**Task to complete**: Reproduce exactly, from the line containing "Spot the sign post, then", every line down to the end of the data below.

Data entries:
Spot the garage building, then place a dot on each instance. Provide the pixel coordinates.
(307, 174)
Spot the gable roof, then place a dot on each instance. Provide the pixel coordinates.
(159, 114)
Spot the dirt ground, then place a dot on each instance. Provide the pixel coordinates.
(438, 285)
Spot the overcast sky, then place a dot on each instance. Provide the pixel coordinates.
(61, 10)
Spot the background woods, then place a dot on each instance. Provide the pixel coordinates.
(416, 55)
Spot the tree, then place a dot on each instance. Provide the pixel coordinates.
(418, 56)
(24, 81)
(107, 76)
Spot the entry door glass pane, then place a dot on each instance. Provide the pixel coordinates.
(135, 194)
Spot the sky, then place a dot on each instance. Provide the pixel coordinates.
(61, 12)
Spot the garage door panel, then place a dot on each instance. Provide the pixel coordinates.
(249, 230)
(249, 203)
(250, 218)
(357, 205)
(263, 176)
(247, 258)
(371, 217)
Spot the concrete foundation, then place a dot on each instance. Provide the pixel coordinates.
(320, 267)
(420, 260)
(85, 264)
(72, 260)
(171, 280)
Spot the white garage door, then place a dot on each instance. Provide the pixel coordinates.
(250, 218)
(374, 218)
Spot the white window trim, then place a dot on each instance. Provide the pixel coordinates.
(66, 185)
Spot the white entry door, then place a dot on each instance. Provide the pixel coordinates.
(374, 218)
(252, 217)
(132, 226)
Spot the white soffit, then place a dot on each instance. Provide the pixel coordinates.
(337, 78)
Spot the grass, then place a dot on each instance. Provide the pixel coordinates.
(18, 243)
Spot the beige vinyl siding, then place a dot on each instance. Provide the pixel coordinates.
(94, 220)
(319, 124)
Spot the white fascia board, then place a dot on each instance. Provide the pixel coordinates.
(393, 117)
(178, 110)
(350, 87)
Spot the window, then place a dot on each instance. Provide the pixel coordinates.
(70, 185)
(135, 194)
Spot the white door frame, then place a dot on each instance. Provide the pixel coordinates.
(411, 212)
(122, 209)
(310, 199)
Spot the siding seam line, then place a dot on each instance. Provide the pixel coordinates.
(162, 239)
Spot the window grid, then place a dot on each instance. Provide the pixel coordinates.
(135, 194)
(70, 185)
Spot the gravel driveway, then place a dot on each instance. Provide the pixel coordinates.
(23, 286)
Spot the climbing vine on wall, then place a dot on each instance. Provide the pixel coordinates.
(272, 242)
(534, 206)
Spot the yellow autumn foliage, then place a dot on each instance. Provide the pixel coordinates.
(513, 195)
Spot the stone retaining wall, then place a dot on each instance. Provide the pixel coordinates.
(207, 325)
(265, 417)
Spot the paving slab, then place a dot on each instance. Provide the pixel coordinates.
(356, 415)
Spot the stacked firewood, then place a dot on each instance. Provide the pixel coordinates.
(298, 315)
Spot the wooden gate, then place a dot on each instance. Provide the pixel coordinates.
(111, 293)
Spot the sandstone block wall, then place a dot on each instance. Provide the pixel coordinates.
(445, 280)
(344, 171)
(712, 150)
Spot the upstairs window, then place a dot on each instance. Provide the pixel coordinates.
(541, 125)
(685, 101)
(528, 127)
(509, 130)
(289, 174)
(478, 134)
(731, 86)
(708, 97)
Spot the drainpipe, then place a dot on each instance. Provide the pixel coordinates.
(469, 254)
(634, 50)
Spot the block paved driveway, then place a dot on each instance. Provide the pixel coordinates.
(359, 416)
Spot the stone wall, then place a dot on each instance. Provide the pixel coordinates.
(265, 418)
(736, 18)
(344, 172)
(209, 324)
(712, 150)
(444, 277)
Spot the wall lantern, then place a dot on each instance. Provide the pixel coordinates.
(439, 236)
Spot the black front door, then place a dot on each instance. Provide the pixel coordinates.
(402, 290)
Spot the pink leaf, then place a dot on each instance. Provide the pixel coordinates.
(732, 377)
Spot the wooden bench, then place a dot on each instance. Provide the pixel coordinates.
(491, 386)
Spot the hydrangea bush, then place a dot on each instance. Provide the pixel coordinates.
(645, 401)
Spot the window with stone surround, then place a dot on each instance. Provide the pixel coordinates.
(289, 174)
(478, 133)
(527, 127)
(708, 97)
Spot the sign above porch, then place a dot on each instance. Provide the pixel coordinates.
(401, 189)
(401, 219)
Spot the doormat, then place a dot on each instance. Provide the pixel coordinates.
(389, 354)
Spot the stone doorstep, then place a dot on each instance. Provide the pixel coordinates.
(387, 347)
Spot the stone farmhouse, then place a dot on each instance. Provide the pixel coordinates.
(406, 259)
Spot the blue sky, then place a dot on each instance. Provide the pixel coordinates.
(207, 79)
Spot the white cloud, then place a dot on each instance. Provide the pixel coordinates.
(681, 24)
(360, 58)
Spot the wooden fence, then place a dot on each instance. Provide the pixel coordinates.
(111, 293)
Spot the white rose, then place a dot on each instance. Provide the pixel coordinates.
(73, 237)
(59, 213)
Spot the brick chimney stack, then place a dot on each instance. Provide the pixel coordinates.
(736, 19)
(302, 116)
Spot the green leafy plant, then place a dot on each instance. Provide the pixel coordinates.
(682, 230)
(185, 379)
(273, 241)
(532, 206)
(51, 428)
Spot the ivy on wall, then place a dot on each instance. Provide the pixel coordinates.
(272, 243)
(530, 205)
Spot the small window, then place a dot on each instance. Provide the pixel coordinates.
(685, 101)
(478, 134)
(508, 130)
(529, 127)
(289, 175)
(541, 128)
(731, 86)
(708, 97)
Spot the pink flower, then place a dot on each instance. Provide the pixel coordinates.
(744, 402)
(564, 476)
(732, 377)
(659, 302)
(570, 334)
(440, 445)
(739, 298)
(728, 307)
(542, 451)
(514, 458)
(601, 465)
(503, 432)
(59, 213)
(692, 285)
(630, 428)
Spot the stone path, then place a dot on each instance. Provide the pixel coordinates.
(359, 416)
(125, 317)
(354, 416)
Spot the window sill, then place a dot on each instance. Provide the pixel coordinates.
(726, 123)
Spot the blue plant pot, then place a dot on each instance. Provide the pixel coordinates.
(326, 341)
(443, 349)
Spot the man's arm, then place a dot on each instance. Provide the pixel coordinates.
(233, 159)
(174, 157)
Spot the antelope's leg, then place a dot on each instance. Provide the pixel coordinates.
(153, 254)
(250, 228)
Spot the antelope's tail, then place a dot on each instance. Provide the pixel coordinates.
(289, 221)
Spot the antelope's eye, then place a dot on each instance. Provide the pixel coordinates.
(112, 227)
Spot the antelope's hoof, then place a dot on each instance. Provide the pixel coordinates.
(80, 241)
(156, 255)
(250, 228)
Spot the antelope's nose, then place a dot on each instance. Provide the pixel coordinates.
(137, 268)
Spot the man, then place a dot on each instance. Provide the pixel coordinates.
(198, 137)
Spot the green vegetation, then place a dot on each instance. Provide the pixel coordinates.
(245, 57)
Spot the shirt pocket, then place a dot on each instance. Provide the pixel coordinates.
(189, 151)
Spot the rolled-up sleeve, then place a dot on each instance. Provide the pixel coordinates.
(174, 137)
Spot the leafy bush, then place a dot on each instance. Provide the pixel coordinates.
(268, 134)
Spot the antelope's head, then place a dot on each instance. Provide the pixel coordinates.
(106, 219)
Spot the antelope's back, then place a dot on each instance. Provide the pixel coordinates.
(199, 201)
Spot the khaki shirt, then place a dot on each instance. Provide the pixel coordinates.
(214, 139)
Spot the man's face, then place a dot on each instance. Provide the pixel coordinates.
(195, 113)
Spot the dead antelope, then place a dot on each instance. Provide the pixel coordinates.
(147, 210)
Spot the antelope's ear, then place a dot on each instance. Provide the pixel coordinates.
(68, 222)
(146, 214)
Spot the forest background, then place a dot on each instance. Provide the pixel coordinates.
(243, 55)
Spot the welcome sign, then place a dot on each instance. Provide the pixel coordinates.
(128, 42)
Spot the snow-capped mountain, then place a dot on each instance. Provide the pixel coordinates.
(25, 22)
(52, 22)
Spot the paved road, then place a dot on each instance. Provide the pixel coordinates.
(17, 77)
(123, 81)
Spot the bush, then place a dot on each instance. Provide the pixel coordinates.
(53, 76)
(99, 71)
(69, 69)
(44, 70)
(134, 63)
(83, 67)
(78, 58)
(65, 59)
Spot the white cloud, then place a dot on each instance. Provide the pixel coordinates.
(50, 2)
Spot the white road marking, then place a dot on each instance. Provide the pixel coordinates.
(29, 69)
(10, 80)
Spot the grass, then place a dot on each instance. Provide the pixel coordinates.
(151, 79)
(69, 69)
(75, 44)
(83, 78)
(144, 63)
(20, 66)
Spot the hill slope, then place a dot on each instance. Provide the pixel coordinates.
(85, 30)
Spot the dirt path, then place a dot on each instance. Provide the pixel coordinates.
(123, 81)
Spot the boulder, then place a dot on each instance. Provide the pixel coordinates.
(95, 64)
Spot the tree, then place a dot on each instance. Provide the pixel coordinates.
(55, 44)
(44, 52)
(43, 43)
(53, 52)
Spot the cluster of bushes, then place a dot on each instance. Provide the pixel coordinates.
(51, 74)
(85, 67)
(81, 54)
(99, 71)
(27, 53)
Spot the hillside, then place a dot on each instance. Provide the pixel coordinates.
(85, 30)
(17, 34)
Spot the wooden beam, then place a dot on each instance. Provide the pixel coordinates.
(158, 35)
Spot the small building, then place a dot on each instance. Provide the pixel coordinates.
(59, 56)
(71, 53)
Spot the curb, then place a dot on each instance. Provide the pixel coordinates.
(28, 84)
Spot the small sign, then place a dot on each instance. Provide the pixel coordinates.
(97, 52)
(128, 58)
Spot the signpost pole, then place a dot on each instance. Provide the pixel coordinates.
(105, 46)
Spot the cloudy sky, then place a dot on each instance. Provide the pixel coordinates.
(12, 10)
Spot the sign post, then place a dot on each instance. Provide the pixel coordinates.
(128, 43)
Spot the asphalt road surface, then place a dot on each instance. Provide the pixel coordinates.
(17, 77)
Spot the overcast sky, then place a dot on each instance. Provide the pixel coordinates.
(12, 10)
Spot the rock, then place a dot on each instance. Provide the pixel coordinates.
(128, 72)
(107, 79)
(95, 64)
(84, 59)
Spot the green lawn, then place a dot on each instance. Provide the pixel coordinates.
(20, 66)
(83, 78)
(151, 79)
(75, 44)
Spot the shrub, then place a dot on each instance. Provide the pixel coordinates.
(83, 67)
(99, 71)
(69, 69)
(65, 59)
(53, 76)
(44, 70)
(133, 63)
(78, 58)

**Finished exercise**:
Spot the sign post, then place a dot on each instance. Provide the pixel coordinates.
(128, 43)
Spot the asphalt road surface, then place a dot on each instance. Provide the pixel coordinates.
(17, 77)
Spot the overcast sky, then place a dot on each instance. Provide the pixel coordinates.
(12, 10)
Spot the rock, then place a dot on each instance. Provide the pixel coordinates.
(128, 72)
(107, 79)
(95, 64)
(84, 59)
Spot the green lawn, then place a dot on each instance. Provide the pixel coordinates.
(20, 66)
(83, 78)
(151, 79)
(75, 44)
Spot the shrub, then place a dot on each instance. Provide the pixel coordinates.
(83, 67)
(99, 71)
(69, 69)
(65, 59)
(53, 76)
(44, 70)
(133, 63)
(78, 58)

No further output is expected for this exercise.